Passage to read>
Insider and Outsider: Israel’s Demons in the New Millennium

As Israel consolidated its place in the Middle East, few anymore questioned its right to exist – but many questioned its right to exist within its expansionist borders; questioned also its treatment of those within its borders who were destined for all foreseeable future to be denied citizenship rights, that is the Palestinians living within Israel; and of course questioned the colonisation by settlers, patch by patch, of Palestinian land. But, insofar as those borders enclosed Palestinian populations – populations that expanded both by natural birth rate and by expulsion from Palestinian territory – the Israelis began to feel an internal dilemma that mirrored the dilemmas and threats they perceived externally. It led to a discourse of insecurity, the need for securitisation, and the sense of an existential threat to the nature of the Jewish person with a Jewish identity within the Jewish homeland that was the essence of the Jewish state. What if Palestinians came to outnumber, within the borders of Israel, the Jews? And what if, by sheer weight of numbers and cultural practice, including religious practice, the Jewish identity based on a Jewish culture began to change?

[Stored records]
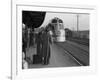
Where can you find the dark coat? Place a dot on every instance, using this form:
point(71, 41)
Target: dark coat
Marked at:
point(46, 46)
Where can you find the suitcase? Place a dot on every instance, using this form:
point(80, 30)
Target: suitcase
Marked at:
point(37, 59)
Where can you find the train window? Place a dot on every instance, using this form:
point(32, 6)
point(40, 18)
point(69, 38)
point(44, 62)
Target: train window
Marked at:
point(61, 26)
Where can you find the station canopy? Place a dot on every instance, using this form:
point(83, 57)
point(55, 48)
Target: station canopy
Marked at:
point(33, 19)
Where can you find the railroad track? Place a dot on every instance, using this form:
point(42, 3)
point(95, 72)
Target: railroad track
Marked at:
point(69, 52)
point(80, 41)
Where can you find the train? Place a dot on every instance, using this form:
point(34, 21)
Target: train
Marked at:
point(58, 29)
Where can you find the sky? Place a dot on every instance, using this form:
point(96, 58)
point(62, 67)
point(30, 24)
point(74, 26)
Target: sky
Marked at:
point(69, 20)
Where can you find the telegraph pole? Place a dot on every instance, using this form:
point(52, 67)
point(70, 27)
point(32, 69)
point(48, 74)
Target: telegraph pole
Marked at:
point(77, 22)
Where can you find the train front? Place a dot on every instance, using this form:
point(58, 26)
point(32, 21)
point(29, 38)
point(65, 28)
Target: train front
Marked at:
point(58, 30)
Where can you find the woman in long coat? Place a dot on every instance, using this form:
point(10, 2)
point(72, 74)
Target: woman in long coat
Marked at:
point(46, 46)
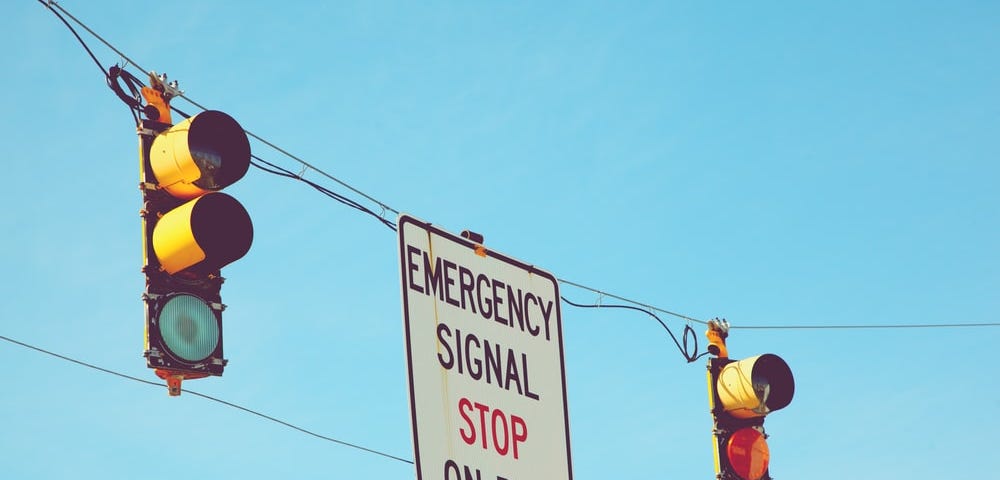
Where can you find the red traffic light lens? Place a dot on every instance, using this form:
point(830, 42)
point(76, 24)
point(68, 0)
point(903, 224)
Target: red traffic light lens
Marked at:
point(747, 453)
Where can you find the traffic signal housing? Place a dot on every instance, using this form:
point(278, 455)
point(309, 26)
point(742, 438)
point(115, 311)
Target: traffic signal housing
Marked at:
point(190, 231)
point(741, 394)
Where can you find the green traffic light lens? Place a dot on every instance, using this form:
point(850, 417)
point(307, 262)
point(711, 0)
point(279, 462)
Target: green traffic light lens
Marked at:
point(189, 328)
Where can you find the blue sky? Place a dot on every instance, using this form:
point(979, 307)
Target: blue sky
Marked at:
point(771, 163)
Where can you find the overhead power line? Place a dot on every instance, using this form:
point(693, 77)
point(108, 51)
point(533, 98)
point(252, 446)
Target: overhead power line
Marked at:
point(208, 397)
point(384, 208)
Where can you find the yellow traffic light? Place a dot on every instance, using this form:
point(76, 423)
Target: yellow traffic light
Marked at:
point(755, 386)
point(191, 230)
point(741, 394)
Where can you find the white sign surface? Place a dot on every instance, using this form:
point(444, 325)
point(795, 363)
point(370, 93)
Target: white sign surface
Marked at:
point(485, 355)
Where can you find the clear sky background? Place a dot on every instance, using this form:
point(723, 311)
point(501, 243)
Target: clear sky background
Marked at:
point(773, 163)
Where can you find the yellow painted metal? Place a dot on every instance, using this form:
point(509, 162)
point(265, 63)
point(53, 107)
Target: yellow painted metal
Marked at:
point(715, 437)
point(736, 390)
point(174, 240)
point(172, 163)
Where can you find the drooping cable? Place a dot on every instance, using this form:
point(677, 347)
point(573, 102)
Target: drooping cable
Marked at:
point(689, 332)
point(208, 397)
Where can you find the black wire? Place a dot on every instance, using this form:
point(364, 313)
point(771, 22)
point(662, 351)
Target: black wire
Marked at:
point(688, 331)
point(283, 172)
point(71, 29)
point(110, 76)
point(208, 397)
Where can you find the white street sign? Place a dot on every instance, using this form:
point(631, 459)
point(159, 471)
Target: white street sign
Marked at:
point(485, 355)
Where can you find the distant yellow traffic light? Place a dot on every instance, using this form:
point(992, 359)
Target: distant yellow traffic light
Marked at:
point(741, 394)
--
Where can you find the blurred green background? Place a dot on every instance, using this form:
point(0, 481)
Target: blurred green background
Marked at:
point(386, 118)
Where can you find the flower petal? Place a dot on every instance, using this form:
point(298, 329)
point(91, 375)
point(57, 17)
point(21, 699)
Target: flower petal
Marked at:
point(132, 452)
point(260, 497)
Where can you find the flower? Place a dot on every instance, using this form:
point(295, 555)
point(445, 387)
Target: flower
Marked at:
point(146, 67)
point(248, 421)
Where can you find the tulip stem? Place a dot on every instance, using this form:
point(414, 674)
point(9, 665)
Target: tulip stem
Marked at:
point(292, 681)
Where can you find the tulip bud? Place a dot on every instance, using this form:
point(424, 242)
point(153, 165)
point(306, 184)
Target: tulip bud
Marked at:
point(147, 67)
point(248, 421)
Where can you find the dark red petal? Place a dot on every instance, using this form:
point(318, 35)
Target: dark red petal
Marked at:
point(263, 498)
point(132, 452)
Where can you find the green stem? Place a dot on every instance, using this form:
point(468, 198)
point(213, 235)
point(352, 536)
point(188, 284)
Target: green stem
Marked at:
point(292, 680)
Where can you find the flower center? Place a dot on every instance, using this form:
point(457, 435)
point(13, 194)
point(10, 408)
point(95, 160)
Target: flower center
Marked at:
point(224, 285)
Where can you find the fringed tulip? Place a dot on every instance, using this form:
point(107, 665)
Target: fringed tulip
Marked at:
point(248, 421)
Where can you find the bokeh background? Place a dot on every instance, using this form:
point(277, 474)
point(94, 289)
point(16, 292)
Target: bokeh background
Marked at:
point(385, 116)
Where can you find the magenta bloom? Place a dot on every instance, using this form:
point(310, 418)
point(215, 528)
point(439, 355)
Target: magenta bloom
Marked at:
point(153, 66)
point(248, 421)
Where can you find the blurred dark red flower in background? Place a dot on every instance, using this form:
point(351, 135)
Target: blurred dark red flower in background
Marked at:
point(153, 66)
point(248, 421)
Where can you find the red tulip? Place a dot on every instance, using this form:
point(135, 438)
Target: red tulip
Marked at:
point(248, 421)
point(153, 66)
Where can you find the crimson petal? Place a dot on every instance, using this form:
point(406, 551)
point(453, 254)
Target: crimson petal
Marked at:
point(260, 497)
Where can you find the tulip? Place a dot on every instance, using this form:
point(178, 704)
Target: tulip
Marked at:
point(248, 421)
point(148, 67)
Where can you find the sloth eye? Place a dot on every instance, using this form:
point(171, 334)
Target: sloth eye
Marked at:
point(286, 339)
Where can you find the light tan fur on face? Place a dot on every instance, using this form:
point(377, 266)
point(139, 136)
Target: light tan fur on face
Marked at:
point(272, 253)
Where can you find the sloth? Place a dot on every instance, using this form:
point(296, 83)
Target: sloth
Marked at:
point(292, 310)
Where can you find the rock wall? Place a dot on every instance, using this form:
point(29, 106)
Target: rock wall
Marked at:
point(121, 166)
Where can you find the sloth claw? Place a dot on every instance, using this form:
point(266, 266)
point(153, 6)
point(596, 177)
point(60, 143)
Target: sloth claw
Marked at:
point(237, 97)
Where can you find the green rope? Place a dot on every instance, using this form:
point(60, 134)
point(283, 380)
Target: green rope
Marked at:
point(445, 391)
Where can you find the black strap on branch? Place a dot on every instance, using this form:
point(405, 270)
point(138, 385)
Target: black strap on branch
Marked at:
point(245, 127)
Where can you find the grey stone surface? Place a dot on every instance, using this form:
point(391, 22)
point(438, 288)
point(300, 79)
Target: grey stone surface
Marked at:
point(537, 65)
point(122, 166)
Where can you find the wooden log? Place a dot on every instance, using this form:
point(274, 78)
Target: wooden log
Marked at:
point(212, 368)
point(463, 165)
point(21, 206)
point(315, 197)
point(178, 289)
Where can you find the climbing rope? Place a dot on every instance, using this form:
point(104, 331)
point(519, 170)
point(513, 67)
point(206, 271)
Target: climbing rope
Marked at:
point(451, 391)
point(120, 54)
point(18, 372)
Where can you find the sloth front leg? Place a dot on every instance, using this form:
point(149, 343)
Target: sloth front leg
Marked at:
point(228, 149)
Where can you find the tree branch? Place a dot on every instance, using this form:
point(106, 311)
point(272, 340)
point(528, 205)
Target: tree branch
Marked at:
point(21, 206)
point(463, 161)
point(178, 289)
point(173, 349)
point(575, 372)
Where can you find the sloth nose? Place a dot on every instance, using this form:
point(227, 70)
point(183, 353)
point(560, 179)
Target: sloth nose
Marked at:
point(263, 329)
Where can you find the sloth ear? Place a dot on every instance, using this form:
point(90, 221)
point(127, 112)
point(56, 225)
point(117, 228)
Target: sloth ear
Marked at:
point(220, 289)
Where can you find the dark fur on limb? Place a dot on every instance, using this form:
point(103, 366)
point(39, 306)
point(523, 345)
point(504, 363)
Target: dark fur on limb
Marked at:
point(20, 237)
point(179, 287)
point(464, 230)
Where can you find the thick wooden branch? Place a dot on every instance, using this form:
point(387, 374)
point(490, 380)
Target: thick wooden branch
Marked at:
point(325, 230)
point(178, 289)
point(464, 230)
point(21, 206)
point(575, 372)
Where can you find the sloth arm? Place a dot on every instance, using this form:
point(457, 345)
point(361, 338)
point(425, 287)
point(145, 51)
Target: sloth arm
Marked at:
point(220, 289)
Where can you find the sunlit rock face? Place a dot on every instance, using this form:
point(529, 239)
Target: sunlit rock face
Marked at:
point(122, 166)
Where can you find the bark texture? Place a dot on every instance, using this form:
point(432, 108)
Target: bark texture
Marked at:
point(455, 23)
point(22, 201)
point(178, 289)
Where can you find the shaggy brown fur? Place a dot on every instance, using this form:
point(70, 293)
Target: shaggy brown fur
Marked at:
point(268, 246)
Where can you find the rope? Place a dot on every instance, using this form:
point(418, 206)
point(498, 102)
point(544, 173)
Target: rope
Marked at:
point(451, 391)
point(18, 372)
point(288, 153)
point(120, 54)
* * *
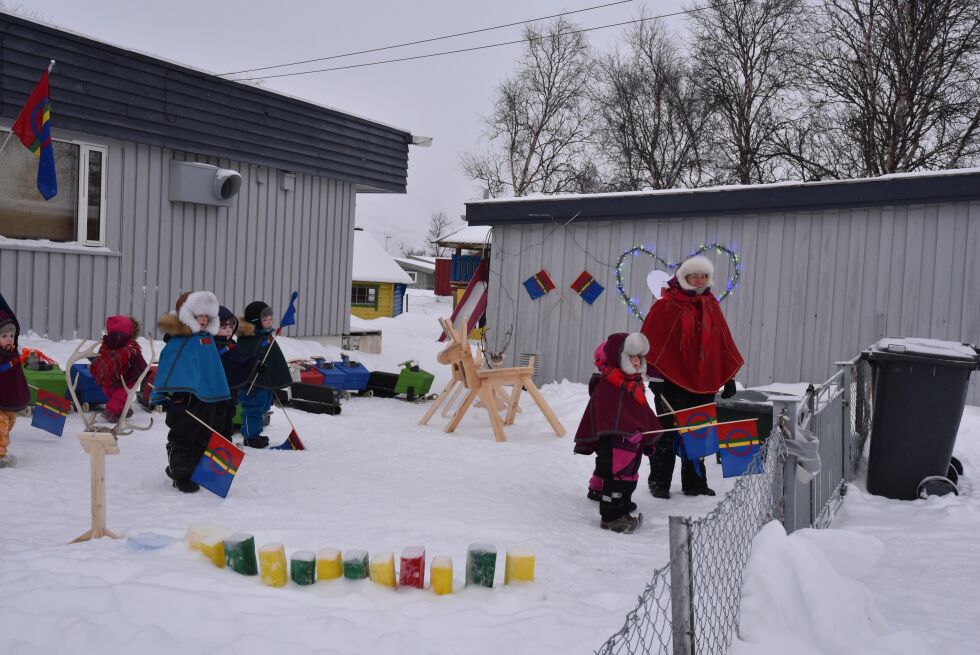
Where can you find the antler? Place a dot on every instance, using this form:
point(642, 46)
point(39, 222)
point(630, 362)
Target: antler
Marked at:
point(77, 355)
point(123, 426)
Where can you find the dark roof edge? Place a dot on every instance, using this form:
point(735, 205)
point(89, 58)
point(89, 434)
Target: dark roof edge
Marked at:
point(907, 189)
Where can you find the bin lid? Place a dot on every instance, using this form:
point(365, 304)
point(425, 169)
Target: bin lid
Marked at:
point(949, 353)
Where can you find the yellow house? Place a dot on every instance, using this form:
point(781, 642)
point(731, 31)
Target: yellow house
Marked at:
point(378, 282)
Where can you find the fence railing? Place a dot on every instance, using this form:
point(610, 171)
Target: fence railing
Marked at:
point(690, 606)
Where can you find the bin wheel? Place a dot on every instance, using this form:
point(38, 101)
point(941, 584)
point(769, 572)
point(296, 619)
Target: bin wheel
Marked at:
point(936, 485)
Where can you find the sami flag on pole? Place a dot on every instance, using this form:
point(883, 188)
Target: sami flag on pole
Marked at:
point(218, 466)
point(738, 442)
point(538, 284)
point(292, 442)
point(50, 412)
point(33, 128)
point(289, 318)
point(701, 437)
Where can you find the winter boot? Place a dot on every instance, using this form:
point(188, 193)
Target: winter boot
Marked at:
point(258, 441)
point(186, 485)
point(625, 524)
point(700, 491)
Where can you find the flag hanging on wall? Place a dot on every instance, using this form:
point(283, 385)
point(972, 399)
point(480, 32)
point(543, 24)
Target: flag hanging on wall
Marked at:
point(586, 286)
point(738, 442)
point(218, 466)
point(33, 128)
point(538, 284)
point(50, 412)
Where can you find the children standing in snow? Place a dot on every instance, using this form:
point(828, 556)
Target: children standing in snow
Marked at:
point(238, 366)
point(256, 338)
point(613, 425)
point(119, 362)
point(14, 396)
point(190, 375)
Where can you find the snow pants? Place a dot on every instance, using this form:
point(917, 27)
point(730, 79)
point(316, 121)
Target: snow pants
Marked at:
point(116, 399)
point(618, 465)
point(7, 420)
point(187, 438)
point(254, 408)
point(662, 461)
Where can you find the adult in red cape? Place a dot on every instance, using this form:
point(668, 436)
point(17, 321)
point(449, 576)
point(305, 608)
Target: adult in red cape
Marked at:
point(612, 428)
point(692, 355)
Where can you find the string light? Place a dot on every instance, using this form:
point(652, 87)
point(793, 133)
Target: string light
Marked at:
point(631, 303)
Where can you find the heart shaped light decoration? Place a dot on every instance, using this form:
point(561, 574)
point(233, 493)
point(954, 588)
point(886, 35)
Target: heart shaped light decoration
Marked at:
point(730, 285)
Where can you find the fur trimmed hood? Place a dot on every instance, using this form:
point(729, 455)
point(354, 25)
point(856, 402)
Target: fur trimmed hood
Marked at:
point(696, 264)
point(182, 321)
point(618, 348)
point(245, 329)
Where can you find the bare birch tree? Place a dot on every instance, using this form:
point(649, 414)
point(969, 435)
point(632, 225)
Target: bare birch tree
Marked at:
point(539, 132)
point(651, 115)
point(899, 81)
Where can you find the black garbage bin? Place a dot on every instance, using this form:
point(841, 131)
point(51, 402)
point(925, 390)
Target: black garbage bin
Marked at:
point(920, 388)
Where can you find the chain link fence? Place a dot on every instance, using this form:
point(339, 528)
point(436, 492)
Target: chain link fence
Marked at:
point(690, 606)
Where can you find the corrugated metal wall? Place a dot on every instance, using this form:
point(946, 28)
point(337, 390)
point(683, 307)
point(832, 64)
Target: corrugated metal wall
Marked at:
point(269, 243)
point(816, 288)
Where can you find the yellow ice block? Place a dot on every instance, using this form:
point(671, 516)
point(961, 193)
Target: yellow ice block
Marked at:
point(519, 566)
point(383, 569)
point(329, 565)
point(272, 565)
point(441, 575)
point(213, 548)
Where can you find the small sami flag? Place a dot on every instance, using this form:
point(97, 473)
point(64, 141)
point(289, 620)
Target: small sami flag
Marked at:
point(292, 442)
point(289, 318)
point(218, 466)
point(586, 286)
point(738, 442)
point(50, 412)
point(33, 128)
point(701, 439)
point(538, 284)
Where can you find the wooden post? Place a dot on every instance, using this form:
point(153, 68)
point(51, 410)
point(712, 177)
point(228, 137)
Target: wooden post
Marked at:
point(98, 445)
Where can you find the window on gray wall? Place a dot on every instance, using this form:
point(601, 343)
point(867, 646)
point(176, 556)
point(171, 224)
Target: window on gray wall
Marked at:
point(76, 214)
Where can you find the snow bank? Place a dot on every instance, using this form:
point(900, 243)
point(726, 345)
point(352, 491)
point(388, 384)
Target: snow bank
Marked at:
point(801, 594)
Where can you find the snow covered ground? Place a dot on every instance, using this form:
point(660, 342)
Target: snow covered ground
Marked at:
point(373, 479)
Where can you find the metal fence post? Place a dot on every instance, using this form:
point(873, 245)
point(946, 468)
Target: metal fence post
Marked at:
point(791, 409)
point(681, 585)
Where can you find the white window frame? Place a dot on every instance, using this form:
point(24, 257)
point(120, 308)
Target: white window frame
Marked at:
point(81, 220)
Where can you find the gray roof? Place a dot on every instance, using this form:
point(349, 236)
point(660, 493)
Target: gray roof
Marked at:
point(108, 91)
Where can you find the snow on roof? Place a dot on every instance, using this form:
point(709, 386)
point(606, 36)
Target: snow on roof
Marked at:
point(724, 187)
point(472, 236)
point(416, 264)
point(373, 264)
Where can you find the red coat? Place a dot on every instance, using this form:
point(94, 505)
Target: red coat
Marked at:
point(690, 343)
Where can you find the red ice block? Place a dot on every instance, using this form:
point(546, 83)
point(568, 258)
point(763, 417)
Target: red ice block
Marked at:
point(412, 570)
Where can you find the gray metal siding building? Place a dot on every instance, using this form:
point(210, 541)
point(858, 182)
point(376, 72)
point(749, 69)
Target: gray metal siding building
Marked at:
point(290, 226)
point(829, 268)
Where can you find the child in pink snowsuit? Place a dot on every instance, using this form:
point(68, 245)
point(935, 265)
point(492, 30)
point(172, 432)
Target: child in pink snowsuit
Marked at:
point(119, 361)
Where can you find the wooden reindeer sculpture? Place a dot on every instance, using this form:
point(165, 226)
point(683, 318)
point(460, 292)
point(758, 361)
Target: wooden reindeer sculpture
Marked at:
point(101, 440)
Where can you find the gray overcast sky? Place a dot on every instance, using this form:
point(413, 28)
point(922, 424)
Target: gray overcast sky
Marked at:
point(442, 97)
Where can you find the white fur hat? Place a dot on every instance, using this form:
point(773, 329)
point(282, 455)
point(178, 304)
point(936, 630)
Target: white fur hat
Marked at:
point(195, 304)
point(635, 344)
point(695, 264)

Given request A> Reproduce the passage on Israel's internal and external dilemmas word for word.
Given request B> Give the lines of the records from the line with "Where can you find the bokeh" to the line with "point(272, 253)", both included, as a numbered list that skips blank lines.
The passage and the records are independent of each other.

Full response A>
Insider and Outsider: Israel’s Demons in the New Millennium

As Israel consolidated its place in the Middle East, few anymore questioned its right to exist – but many questioned its right to exist within its expansionist borders; questioned also its treatment of those within its borders who were destined for all foreseeable future to be denied citizenship rights, that is the Palestinians living within Israel; and of course questioned the colonisation by settlers, patch by patch, of Palestinian land. But, insofar as those borders enclosed Palestinian populations – populations that expanded both by natural birth rate and by expulsion from Palestinian territory – the Israelis began to feel an internal dilemma that mirrored the dilemmas and threats they perceived externally. It led to a discourse of insecurity, the need for securitisation, and the sense of an existential threat to the nature of the Jewish person with a Jewish identity within the Jewish homeland that was the essence of the Jewish state. What if Palestinians came to outnumber, within the borders of Israel, the Jews? And what if, by sheer weight of numbers and cultural practice, including religious practice, the Jewish identity based on a Jewish culture began to change?

Full response B>
1. Where can you find the bokeh background? Place a dot on every instance, using this form:
2. point(277, 474)
3. point(94, 289)
4. point(16, 292)
5. Target: bokeh background
6. Marked at:
7. point(385, 116)
8. Where can you find the magenta bloom? Place a dot on every instance, using this form:
9. point(310, 418)
10. point(215, 528)
11. point(439, 355)
12. Target: magenta bloom
13. Marked at:
14. point(153, 66)
15. point(248, 421)
16. Where can you find the blurred dark red flower in background? Place a dot on every instance, using this form:
17. point(351, 135)
18. Target: blurred dark red flower in background
19. Marked at:
20. point(153, 66)
21. point(248, 421)
22. Where can you find the red tulip? Place a dot on every instance, using this form:
23. point(135, 438)
24. Target: red tulip
25. Marked at:
26. point(248, 421)
27. point(153, 66)
28. Where can you find the crimson petal? Place a dot on every instance, using this form:
29. point(406, 551)
30. point(453, 254)
31. Target: crimson petal
32. Marked at:
33. point(260, 497)
34. Where can you find the tulip? Place a dot on every instance, using this form:
35. point(178, 704)
36. Target: tulip
37. Marked at:
38. point(248, 421)
39. point(148, 67)
40. Where can you find the sloth eye? Place a dot on every instance, using this form:
41. point(171, 334)
42. Target: sloth eye
43. Marked at:
44. point(286, 339)
45. Where can you find the light tan fur on face? Place a dot on every instance, using this form:
46. point(377, 266)
47. point(139, 136)
48. Target: light tan fur on face
49. Marked at:
50. point(272, 253)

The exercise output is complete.